== Given text ==
An Important Reminder About Social Media and Privacy
I’ve mentioned this in the past, but in the last week, I’ve had another stark reminder that not everyone is in a place where they can simply share with their social networks the fact that they are a survivor of childhood abuse, or are dealing with mental health issues.
If you’ll allow me to quote myself – I want anyone and everyone to “Like” the Facebook page for this blog, for example, but I am also aware that some people can’t, because Facebook would tell everyone that they liked a page about child abuse survivors, and they would have to be comfortable with that being “out there” to their friends.
It’s true. When you look at using social media, some networks allow for anonymity, and others do not. Facebook and Google, for example, have terms of service that require users to be themselves, use their real names and so on. Pages and your interactions with those pages on those networks are going to be shared with your friends unless you take steps to hide them, and even then, there’s no guarantee that the default settings won’t change, or someone will be able to see your “like” through some other nefarious means. Simply put, there’s no real anonymity there.

== Tasks to complete ==
1. In the post on social media and privacy, which two networks are named as requiring users to use their real names?
2. Quote the post on social media and privacy word for word, from "If you’ll allow" to "to their friends.".
The records that come next are separate material and have no connection to the post on social media and privacy.

== Entries shown ==
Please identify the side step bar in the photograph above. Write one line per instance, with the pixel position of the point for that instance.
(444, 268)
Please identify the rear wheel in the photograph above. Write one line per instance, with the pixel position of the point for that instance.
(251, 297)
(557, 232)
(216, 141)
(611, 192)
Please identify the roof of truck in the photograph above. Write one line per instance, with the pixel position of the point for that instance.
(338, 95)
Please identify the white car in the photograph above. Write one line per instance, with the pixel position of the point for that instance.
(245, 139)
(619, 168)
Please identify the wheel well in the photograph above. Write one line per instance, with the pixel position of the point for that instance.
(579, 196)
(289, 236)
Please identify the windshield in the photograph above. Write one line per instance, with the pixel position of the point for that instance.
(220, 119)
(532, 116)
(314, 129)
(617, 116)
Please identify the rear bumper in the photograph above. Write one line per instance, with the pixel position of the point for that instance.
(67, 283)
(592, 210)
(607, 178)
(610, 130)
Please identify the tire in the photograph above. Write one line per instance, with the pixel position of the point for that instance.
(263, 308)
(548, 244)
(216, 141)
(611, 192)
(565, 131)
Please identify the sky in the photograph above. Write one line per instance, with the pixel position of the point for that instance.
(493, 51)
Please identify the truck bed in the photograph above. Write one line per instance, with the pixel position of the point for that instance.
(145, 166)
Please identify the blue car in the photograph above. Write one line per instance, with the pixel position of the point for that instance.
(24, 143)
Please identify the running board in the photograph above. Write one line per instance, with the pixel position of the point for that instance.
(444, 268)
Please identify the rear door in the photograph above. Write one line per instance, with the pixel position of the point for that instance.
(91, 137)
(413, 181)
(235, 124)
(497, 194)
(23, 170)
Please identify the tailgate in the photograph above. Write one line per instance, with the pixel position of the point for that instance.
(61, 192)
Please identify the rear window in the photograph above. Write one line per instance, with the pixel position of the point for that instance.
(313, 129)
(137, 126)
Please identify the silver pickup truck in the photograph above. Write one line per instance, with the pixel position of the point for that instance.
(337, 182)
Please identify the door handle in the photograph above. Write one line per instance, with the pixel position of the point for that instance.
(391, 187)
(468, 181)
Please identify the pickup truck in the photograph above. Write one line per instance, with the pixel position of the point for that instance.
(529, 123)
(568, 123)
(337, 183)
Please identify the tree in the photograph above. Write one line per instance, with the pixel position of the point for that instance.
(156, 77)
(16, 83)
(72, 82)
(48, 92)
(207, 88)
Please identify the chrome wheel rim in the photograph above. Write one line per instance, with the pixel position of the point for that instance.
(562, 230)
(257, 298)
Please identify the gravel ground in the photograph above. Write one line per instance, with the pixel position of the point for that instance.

== Answers by item number ==
1. Facebook and Google.

2.
If you’ll allow me to quote myself – I want anyone and everyone to “Like” the Facebook page for this blog, for example, but I am also aware that some people can’t, because Facebook would tell everyone that they liked a page about child abuse survivors, and they would have to be comfortable with that being “out there” to their friends.